■ **STATED GOAL**:
Render the lines of the listing below as a Markdown table with columns headed Row and Entry, starting with the line containing "Would you kindly point to the fence" and going on through the line containing "<point>399,153</point>". Number each row and leave out blank lines.

■ **RECORDS TO USE**:
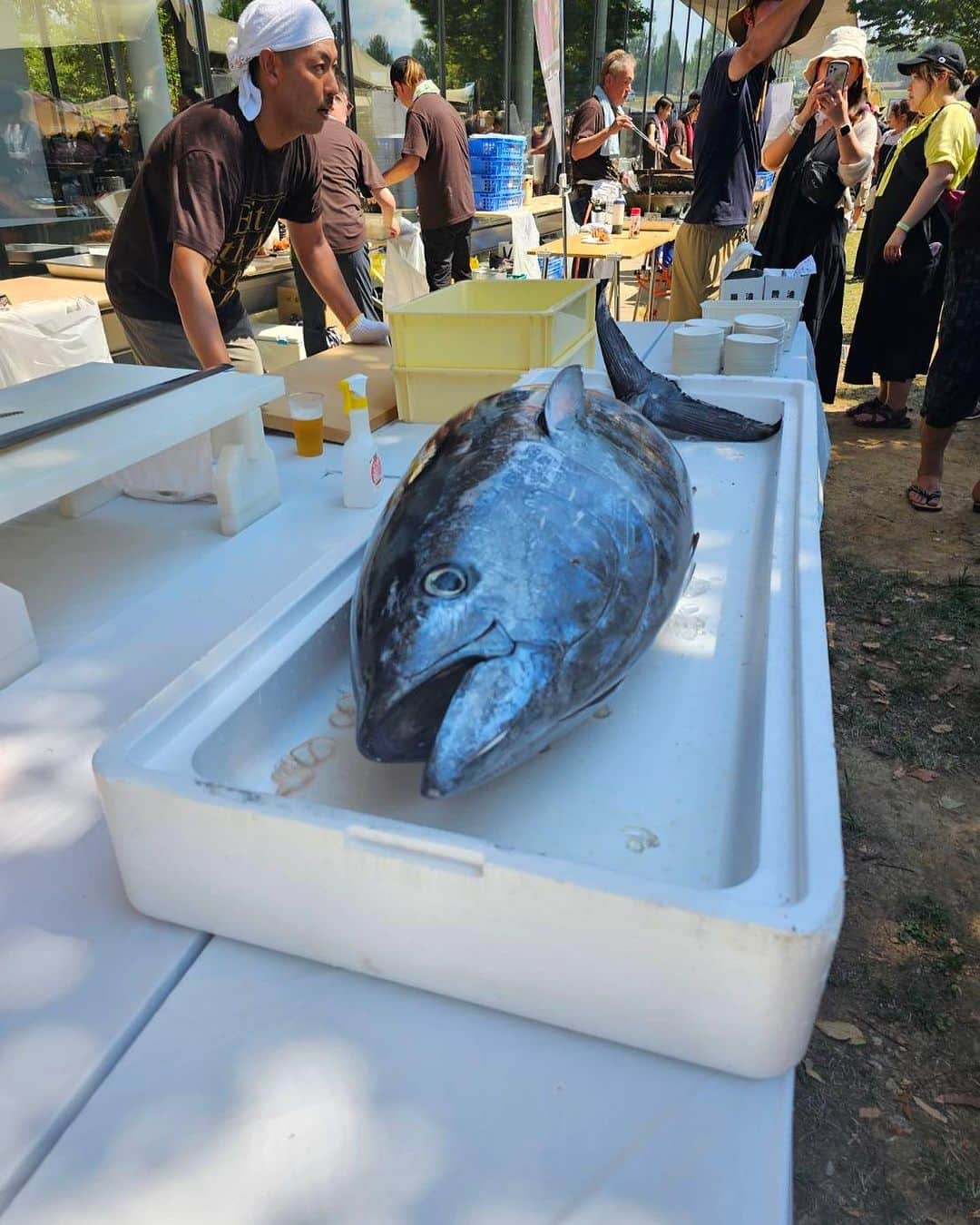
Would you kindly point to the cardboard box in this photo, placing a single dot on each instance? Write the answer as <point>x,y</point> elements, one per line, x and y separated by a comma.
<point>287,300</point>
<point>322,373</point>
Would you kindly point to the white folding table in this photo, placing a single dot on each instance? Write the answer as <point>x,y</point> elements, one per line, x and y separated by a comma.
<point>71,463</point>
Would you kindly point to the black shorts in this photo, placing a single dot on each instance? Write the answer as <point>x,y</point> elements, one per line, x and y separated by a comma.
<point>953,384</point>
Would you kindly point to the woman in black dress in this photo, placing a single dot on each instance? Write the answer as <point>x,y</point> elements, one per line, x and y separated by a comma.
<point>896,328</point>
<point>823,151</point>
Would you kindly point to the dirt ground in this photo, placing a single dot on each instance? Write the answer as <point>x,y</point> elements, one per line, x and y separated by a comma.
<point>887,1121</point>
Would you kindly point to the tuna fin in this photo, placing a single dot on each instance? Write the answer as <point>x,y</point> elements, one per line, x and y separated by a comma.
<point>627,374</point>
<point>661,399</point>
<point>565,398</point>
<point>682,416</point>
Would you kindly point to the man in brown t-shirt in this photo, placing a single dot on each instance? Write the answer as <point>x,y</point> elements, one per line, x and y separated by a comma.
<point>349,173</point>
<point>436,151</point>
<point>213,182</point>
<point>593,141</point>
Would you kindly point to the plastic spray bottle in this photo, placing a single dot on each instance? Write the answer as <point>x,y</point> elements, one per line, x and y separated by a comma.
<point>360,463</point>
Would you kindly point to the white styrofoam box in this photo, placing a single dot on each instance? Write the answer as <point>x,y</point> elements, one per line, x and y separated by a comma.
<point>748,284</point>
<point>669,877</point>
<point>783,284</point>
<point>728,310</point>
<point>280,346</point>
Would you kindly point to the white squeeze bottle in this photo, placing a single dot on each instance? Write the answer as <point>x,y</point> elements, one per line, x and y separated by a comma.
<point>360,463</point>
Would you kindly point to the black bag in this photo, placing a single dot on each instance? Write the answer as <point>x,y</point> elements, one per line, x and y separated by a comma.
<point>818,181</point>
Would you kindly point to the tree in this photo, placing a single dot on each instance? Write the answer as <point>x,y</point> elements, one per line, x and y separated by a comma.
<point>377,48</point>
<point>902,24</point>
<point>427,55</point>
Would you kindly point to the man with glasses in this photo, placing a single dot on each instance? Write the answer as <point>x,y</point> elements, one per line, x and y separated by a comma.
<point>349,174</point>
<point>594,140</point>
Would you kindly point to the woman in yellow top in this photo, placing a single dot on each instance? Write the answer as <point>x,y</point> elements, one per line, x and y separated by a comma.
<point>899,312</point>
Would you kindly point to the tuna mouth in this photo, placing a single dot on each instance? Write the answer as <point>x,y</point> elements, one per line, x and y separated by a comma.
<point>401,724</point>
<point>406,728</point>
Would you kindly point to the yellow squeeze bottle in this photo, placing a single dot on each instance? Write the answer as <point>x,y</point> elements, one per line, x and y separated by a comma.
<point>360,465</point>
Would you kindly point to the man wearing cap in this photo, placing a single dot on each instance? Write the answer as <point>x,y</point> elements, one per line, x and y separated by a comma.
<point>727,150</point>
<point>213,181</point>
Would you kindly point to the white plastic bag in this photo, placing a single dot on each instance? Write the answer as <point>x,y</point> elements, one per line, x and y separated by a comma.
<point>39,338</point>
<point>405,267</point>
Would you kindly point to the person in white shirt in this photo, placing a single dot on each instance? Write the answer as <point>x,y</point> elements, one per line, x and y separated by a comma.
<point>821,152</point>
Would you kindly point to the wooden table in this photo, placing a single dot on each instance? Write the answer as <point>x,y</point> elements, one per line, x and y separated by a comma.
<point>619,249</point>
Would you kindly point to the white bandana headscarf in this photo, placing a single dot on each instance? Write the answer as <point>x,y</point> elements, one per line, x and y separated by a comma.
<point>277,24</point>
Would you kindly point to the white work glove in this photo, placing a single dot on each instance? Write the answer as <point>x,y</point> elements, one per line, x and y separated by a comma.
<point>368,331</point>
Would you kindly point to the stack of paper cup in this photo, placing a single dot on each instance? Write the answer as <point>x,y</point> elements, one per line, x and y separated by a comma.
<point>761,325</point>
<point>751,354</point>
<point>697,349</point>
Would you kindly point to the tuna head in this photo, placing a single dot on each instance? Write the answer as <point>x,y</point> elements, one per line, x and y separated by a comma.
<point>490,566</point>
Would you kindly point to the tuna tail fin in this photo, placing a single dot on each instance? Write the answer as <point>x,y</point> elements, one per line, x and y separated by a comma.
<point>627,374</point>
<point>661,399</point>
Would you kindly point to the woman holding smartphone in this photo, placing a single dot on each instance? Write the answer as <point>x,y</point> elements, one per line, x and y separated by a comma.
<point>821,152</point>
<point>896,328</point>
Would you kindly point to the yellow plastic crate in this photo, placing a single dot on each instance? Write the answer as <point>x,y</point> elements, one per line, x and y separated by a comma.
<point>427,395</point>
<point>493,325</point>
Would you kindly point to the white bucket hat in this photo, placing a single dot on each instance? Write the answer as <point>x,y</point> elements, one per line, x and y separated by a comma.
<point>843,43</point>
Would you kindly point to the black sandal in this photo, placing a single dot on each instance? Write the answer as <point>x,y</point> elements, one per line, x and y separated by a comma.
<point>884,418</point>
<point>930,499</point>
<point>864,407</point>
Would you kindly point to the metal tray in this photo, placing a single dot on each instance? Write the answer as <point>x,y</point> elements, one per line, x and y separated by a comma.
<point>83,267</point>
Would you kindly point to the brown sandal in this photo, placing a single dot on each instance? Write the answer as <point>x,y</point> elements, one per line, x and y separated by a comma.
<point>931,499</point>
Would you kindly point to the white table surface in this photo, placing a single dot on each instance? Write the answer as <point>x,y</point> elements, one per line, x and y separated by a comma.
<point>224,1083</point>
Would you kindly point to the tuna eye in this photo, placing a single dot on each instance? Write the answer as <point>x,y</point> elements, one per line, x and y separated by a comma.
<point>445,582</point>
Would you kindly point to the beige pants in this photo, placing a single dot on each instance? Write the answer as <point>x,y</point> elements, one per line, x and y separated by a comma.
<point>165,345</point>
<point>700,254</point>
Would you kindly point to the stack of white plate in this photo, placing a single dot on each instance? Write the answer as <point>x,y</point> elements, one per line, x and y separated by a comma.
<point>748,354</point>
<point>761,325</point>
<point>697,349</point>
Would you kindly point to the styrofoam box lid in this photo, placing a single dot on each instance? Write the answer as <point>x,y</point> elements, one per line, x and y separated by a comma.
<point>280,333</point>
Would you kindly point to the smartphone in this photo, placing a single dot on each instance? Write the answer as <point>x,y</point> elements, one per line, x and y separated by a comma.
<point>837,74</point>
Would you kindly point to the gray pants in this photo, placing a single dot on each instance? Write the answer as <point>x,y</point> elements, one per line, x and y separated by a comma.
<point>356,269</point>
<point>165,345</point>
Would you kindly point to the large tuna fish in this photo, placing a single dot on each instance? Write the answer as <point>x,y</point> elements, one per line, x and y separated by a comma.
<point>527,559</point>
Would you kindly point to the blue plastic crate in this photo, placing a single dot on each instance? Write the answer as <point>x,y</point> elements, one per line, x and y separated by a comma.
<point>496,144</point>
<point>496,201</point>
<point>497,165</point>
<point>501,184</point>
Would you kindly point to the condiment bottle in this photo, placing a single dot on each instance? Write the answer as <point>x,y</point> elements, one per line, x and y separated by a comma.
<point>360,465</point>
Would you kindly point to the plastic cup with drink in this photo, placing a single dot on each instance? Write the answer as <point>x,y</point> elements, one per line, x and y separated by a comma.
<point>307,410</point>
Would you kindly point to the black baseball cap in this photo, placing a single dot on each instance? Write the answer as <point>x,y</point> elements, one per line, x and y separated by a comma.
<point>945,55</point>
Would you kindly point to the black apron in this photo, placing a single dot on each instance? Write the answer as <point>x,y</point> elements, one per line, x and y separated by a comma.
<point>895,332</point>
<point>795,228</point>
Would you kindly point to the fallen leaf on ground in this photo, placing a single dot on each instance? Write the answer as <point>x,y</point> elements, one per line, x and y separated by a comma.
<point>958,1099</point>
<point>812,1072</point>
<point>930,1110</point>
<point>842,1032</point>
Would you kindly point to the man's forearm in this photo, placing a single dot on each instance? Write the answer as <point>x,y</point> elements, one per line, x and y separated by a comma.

* * *

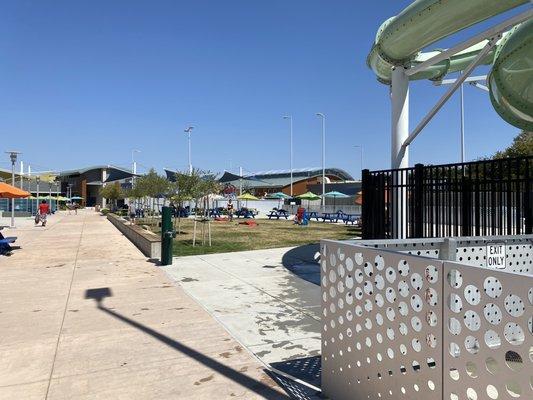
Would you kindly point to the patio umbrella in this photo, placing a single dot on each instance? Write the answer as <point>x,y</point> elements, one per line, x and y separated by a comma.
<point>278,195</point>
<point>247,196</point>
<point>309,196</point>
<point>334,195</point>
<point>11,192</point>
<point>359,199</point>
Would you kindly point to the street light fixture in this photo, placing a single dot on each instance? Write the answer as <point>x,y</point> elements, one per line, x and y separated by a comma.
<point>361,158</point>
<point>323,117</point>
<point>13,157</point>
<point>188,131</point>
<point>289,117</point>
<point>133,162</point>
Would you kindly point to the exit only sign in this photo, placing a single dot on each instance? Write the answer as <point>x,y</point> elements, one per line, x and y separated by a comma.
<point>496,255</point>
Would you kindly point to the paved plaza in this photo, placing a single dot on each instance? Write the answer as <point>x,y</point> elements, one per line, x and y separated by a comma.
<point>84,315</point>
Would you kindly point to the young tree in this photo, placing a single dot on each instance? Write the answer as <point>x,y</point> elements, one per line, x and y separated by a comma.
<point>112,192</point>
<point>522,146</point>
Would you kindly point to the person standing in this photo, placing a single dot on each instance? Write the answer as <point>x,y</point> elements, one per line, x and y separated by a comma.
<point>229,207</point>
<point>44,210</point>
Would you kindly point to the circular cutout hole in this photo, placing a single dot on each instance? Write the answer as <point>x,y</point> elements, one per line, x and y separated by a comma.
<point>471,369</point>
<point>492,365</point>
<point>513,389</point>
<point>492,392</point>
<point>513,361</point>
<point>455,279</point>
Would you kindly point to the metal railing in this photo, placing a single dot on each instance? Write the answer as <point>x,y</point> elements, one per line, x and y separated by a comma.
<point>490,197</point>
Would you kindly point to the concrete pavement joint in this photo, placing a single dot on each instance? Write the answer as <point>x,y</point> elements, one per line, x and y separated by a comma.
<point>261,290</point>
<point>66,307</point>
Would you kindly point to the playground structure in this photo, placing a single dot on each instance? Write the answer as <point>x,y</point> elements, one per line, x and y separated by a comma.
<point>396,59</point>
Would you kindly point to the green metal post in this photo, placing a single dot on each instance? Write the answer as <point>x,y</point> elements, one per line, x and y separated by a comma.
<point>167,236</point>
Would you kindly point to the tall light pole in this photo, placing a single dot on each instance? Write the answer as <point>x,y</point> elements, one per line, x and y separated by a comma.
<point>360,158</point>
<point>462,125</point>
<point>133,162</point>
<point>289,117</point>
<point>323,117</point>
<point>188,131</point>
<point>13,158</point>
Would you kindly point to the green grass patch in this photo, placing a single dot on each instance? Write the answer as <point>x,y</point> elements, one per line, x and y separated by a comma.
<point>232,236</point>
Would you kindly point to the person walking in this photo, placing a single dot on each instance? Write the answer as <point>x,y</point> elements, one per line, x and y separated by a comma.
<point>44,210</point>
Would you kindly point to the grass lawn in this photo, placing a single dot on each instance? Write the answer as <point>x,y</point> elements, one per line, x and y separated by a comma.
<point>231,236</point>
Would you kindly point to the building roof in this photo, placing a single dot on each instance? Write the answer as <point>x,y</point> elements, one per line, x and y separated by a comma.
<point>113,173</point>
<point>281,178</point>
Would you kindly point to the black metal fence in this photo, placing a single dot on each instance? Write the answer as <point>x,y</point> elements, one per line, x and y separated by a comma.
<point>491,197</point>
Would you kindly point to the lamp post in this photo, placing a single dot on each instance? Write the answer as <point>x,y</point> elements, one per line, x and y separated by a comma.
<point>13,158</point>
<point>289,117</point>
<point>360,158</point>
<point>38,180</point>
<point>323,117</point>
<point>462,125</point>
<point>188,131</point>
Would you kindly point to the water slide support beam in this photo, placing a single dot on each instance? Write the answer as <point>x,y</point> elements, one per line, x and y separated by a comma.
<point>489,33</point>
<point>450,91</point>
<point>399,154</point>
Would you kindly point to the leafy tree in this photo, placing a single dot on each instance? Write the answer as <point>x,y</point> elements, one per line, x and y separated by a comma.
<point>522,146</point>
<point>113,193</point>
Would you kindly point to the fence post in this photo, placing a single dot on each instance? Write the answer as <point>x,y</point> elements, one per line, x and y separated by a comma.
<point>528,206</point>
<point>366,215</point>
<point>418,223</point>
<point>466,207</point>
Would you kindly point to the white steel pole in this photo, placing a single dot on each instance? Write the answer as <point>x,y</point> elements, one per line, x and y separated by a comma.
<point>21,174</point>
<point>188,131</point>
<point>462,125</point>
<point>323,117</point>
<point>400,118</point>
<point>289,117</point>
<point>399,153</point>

■ **ANSWER TO THIS PROBLEM**:
| Row | Entry |
|---|---|
| 1 | Would you kindly point to the fence post in this photo, placing a single dot on each instance? Write the answer as <point>x,y</point> elements, one per line, x and y separated by a comma. |
| 2 | <point>528,206</point> |
| 3 | <point>366,215</point> |
| 4 | <point>418,223</point> |
| 5 | <point>466,207</point> |
| 6 | Would you kindly point to the white steel pole in this photo, placing a single dot on each instance? Write the answer as <point>x,y</point> elements, one per line, x and y separated by a comma. |
| 7 | <point>21,174</point> |
| 8 | <point>188,131</point> |
| 9 | <point>462,125</point> |
| 10 | <point>323,117</point> |
| 11 | <point>400,118</point> |
| 12 | <point>289,117</point> |
| 13 | <point>399,153</point> |